__To do__. Please say whether each statement agrees with the bottle opener thread, giving yes or no and quoting the thread's deciding words. (a) The prototype already had rounded corners. (b) The prototype's sharp corners that rested in the palm hurt but drew no blood. (c) The maker says the tool requires special training to use.

__Page extract__.
────────────────

# MKD B.A.B.O. Back Alley Bottle Opener



## Gary Melton (Jul 27, 2011)

Ok.. I showed this to the guys over on PS so I thought it only right to get my brothers on SS's thoughts on this too.
 I wanted to make a line of inconspicuous self defense weapons. Items that you can carry and are indeed weapons but dont draw attention. I hope this is the first of a long line of such tools. This is the B.A.B.O. (back alley bottle opener). You can put it on your key ring, no one will think anything of it and even bring it into a bar, but you have a very effective weapon if and when you need it. It's perfect for women, it's obviously easy to use and requires no special training and yes... it will open a bottle. This is just the prototype I hade cut out, the production ones will have all the corners nice and rounded, it will be blasted, look pretty, and be logo'd.
AAR it up. The GOOD the BAD the UGLY


----------



## x SF med (Jul 27, 2011)

I've given you my thoughts  on it already...  we will need to test it on a bottle over the weekend...  Moose Drool would be good.  I think I have some here to bring over even....


----------



## Gary Melton (Jul 27, 2011)

HA.. sounds good! Send me a PM or an email and remind me again when that "meet up" is going to take place. We want to try and make it.


----------



## ovicidal01 (Jul 28, 2011)

What kind of damage to the finger could be expected from punching someone in the face with it?

It would be interesting to have it seated inside a belt buckle, attached via a strong magnet.  Stays in place and is quickly accessible when the occasion calls for pops.


----------



## Gary Melton (Jul 28, 2011)

ovicidal01 said:


> What kind of damage to the finger could be expected from punching someone in the face with it?
> 
> It would be interesting to have it seated inside a belt buckle, attached via a strong magnet. Stays in place and is quickly accessible when the occasion calls for pops.


Well.. I wouldnt expect any, but anything can happen I guess. I have punched a ton of materials with different densities and have had no injuries from the BABO itself. On the prototype there, that I had cut out just to have a proto to figure out what needed to change, the sharp corners that rested in the palm did hurt but no blood drawn or anything but I always intended of rounding everything. So dont expect any self inflicted injuries.

────────────────

__Data block__.
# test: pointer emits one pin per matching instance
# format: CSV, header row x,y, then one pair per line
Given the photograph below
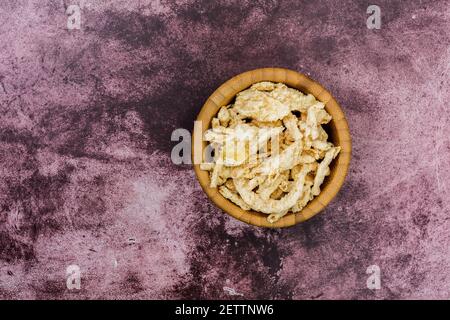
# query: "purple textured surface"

────────────────

__Reply__.
(a) No: "the production ones will have all the corners nice and rounded"
(b) Yes: "the sharp corners that rested in the palm did hurt but no blood drawn or anything"
(c) No: "requires no special training"